**Short problem A:**
Do these three statements agree with the program note? For each, answer yes or no and quote the words of the note that decide it.
(i) The Ten Legends followed in 1881.
(ii) Dvořák revealed which Czech legends he had in mind.
(iii) Under Sir Charles Mackerras at the 2006 Edinburgh International Festival, the Orchestra performed only Beethoven's first eight symphonies.
**Short problem B:**
Could you update the program note by giving it again, starting with "The Orchestra performed" and going on through "SCO Online Shop.", with "box set" replaced by "boxed set"?
Start of Reading passage
The Orchestra performed Beethoven's Symphonies Nos 1-8 at the 2006 Edinburgh International Festival, under Sir Charles Mackerras. The performances were recorded by Hyperion and released as a 5-disc CD box set. The Philarmonia Orchestra perform Symphony No 9. Buy from the SCO Online Shop.
Antonín Dvořák (1841–1904)
From Ten Legends, Op 59:
No 1 in D minor: Allegretto
No 2 in G major: Molto moderato
No 3 in G minor: Allegretto giusto – Andante – Allegretto giusto
No 8 in F major: Un poco allegretto e grazioso
No 10 in B flat minor and major: Andante
Dvořák gained his first international success in the years 1876-78, with the Moravian Duets – recommended by Brahms to his publisher Simrock – and then with the three Slavonic Rhapsodies and the first set of Slavonic Dances. Not long afterwards, in 1881, came a follow-up in the shape of the Ten Legends, again based on melodies which, while original, are of distinctly Slavonic cast. Sometimes these pieces seems to hint at an underlying narrative, and scholars have suggested that some of the themes may have been suggested by the rhythm of key lines in KJ Erben’s collection of folk-inspired ballads. But if Dvořák did have specific Czech legends in mind, he kept the information to himself – so we are left only with a general feeling of what the composer’s biographer Jarmil Burghauser called “forgotten stories of long-past, patriarchal times”.
End of Reading passage
Start of Given information
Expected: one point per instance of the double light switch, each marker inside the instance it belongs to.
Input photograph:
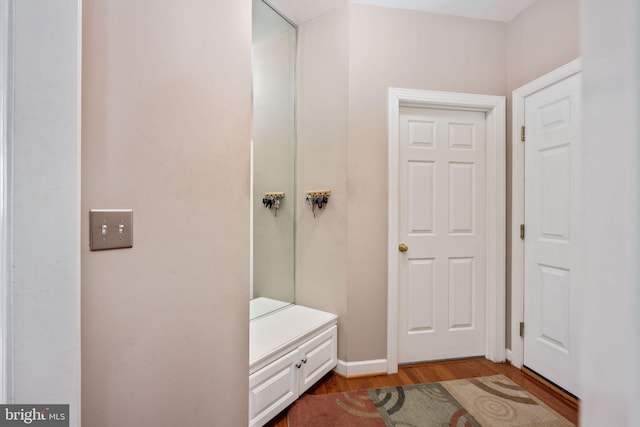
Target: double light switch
End of Given information
Start of Given information
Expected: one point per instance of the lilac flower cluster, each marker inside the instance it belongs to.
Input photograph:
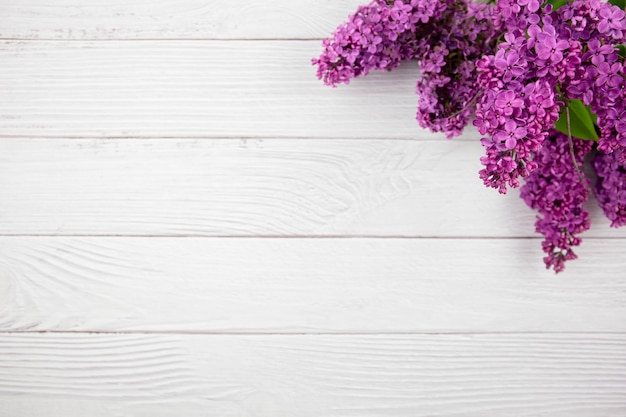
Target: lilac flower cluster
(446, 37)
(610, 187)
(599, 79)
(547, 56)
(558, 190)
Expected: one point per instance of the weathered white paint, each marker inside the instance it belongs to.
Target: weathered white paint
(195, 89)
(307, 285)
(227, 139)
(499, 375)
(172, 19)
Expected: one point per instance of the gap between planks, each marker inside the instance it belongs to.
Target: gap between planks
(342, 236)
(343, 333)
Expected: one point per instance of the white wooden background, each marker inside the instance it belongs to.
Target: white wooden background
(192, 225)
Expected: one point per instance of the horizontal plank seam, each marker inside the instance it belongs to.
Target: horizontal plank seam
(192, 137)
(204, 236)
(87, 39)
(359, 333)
End of Given information
Start of Given information
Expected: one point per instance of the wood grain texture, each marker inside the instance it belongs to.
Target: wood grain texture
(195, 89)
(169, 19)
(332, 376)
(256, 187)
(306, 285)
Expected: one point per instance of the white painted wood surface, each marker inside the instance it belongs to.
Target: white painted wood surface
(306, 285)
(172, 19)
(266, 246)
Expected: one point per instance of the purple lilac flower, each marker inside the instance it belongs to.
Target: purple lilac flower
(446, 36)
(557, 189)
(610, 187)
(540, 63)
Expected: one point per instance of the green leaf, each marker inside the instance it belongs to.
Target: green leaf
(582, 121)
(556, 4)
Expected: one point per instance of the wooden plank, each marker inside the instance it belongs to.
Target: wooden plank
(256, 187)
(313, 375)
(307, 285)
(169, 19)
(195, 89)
End of Given information
**Answer A:**
(i) Yes: "in 1881, came a follow-up in the shape of the Ten Legends"
(ii) No: "he kept the information to himself"
(iii) Yes: "performed Beethoven's Symphonies Nos 1-8"

**Answer B:**
The Orchestra performed Beethoven's Symphonies Nos 1-8 at the 2006 Edinburgh International Festival, under Sir Charles Mackerras. The performances were recorded by Hyperion and released as a 5-disc CD boxed set. The Philarmonia Orchestra perform Symphony No 9. Buy from the SCO Online Shop.